Extracted data entries:
• • • • •

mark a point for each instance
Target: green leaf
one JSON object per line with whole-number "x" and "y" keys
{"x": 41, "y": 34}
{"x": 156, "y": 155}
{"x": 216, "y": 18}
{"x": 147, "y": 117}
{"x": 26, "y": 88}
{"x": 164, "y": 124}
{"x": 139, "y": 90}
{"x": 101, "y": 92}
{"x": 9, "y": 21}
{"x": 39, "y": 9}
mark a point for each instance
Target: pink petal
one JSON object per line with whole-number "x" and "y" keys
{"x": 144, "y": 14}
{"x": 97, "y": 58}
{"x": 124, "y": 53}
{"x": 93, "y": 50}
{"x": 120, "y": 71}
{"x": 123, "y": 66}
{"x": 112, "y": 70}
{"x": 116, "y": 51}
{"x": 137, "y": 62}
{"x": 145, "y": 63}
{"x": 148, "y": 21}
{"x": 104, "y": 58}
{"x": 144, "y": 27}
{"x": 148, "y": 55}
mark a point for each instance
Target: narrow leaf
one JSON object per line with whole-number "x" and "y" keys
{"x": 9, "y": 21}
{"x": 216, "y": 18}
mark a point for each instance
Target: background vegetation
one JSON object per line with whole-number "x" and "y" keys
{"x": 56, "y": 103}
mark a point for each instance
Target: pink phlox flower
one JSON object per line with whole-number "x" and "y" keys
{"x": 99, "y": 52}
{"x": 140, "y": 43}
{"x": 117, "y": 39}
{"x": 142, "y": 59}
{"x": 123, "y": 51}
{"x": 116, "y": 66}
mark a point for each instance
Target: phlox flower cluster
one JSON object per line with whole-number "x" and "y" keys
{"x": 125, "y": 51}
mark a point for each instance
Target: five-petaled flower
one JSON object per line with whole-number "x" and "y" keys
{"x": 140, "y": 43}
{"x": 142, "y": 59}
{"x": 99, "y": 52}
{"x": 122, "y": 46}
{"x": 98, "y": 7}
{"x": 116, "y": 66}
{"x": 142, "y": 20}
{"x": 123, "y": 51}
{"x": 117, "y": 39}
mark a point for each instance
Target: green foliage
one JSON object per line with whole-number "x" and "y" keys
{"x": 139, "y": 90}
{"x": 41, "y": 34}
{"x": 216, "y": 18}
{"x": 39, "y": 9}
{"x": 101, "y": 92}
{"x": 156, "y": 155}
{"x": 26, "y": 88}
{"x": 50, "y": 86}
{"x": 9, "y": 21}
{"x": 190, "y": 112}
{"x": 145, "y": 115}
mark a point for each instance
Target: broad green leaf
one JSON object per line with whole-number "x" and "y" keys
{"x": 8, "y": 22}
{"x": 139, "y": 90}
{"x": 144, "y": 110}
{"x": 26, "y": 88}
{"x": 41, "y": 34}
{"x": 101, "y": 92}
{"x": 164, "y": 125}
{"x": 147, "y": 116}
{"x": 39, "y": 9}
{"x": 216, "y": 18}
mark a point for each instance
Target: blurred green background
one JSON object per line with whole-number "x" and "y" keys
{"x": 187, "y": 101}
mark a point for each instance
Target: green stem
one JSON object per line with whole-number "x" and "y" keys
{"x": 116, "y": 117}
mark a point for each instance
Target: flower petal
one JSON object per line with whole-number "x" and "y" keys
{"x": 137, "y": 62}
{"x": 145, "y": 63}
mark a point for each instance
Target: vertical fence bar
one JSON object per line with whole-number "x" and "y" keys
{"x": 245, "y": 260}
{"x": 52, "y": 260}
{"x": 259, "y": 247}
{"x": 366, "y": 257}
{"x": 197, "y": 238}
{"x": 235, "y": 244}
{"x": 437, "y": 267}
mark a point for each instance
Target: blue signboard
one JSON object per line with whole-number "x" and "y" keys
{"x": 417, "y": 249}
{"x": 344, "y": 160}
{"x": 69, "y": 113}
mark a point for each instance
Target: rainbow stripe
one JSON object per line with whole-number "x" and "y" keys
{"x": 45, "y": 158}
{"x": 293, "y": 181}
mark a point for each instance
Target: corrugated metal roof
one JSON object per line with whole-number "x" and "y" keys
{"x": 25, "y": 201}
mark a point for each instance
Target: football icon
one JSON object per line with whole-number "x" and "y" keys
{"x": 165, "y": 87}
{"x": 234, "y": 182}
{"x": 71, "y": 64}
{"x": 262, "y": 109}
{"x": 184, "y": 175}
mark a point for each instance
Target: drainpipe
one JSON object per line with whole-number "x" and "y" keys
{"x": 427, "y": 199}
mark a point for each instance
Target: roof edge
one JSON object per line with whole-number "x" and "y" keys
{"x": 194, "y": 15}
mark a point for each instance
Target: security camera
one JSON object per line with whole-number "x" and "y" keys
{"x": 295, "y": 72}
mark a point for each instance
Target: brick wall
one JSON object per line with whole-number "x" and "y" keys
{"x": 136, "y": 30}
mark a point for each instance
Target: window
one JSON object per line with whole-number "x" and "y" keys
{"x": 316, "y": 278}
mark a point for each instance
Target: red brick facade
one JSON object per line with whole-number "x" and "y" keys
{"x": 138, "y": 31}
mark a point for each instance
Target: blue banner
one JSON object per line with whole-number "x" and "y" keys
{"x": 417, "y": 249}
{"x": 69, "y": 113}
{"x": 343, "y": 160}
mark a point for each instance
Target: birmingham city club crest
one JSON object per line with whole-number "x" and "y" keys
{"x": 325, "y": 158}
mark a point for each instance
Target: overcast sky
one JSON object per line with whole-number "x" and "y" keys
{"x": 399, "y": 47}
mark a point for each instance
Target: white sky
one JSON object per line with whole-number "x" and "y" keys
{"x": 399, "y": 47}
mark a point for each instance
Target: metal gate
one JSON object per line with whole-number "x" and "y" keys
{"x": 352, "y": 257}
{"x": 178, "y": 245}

• • • • •

=== Goal of the exercise ===
Return every record, word for word.

=== Output for this task ===
mark a point for each instance
Target: green leaf
one JSON object per line with whole-number "x" and "y" keys
{"x": 41, "y": 34}
{"x": 156, "y": 155}
{"x": 216, "y": 18}
{"x": 147, "y": 117}
{"x": 26, "y": 88}
{"x": 164, "y": 124}
{"x": 139, "y": 90}
{"x": 101, "y": 92}
{"x": 9, "y": 21}
{"x": 39, "y": 9}
mark a point for each instance
Target: pink petal
one JSON object per line with whole-number "x" and "y" keys
{"x": 144, "y": 14}
{"x": 97, "y": 58}
{"x": 124, "y": 53}
{"x": 93, "y": 50}
{"x": 120, "y": 71}
{"x": 123, "y": 66}
{"x": 112, "y": 70}
{"x": 116, "y": 51}
{"x": 137, "y": 62}
{"x": 145, "y": 63}
{"x": 148, "y": 21}
{"x": 104, "y": 58}
{"x": 144, "y": 27}
{"x": 148, "y": 55}
mark a point for each instance
Target: narrow leaf
one JSON object per line with whole-number "x" and "y" keys
{"x": 9, "y": 21}
{"x": 216, "y": 18}
mark a point for each instance
Target: background vegetation
one JSON object per line with whole-number "x" and "y" keys
{"x": 56, "y": 103}
mark a point for each instance
Target: pink phlox flower
one JSON object per line with whole-number "x" and "y" keys
{"x": 99, "y": 52}
{"x": 140, "y": 43}
{"x": 117, "y": 39}
{"x": 142, "y": 59}
{"x": 123, "y": 51}
{"x": 116, "y": 66}
mark a point for each instance
Target: phlox flower cluster
one JSON object per line with whole-number "x" and "y" keys
{"x": 125, "y": 51}
mark a point for each instance
Target: five-petaled flower
one JSON object per line with whole-number "x" and "y" keys
{"x": 140, "y": 43}
{"x": 142, "y": 59}
{"x": 99, "y": 52}
{"x": 122, "y": 46}
{"x": 98, "y": 7}
{"x": 116, "y": 66}
{"x": 142, "y": 20}
{"x": 123, "y": 51}
{"x": 117, "y": 39}
mark a point for each instance
Target: green foliage
one JSON object per line with whole-number "x" and "y" keys
{"x": 139, "y": 90}
{"x": 41, "y": 34}
{"x": 216, "y": 18}
{"x": 39, "y": 9}
{"x": 101, "y": 92}
{"x": 156, "y": 155}
{"x": 26, "y": 88}
{"x": 50, "y": 86}
{"x": 9, "y": 21}
{"x": 190, "y": 112}
{"x": 145, "y": 115}
mark a point for each instance
Target: broad green leaf
one JSON object per line with whole-number "x" and "y" keys
{"x": 8, "y": 22}
{"x": 139, "y": 90}
{"x": 144, "y": 110}
{"x": 26, "y": 88}
{"x": 41, "y": 34}
{"x": 101, "y": 92}
{"x": 164, "y": 125}
{"x": 147, "y": 116}
{"x": 39, "y": 9}
{"x": 216, "y": 18}
mark a point for each instance
Target: blurred green background
one JSON object per line with whole-number "x" and "y" keys
{"x": 187, "y": 101}
mark a point for each instance
Target: green stem
one JSON object per line with whole-number "x" and "y" keys
{"x": 116, "y": 117}
mark a point for each instance
Target: flower petal
one JSON object per line with whole-number "x" and "y" keys
{"x": 137, "y": 62}
{"x": 145, "y": 63}
mark a point for each instance
Target: vertical fence bar
one JSON object per line with whole-number "x" and "y" keys
{"x": 245, "y": 260}
{"x": 52, "y": 260}
{"x": 259, "y": 247}
{"x": 366, "y": 257}
{"x": 197, "y": 238}
{"x": 235, "y": 244}
{"x": 437, "y": 267}
mark a point for each instance
Target: blue signboard
one JSON object per line with whole-number "x" and "y" keys
{"x": 417, "y": 249}
{"x": 344, "y": 160}
{"x": 69, "y": 113}
mark a point for each instance
Target: rainbow stripe
one JSON object per line with whole-number "x" and "y" keys
{"x": 45, "y": 158}
{"x": 293, "y": 181}
mark a point for each instance
Target: corrugated metal roof
one JSON object per line with whole-number "x" and "y" keys
{"x": 25, "y": 201}
mark a point for each instance
Target: football icon
one JSON object per line with whole-number "x" and "y" keys
{"x": 165, "y": 87}
{"x": 234, "y": 182}
{"x": 71, "y": 64}
{"x": 262, "y": 109}
{"x": 184, "y": 175}
mark a point for each instance
Target: drainpipe
one JSON object per line with whole-number "x" and "y" keys
{"x": 427, "y": 199}
mark a point for each instance
Target: roof edge
one JSON object per line with whole-number "x" and "y" keys
{"x": 194, "y": 15}
mark a point for each instance
Target: security camera
one JSON object per line with whole-number "x" and "y" keys
{"x": 295, "y": 72}
mark a point for each instance
Target: brick wall
one JSON object per line with whole-number "x" and "y" keys
{"x": 136, "y": 30}
mark a point for each instance
Target: window
one JSON object per line with whole-number "x" and "y" keys
{"x": 316, "y": 278}
mark a point for each instance
Target: red brick facade
one JSON object per line with whole-number "x" and "y" keys
{"x": 138, "y": 31}
mark a point for each instance
Target: blue banner
one JSON object per line with whole-number "x" and "y" keys
{"x": 417, "y": 249}
{"x": 69, "y": 113}
{"x": 343, "y": 160}
mark a point for each instance
Target: birmingham city club crest
one JSON object per line with whole-number "x" and "y" keys
{"x": 325, "y": 158}
mark a point for each instance
Target: overcast sky
one JSON object per line with whole-number "x" and "y" keys
{"x": 399, "y": 47}
mark a point for each instance
Target: white sky
one JSON object per line with whole-number "x" and "y" keys
{"x": 399, "y": 47}
mark a point for each instance
Target: metal gate
one JSON object per line with whole-number "x" and "y" keys
{"x": 352, "y": 257}
{"x": 178, "y": 245}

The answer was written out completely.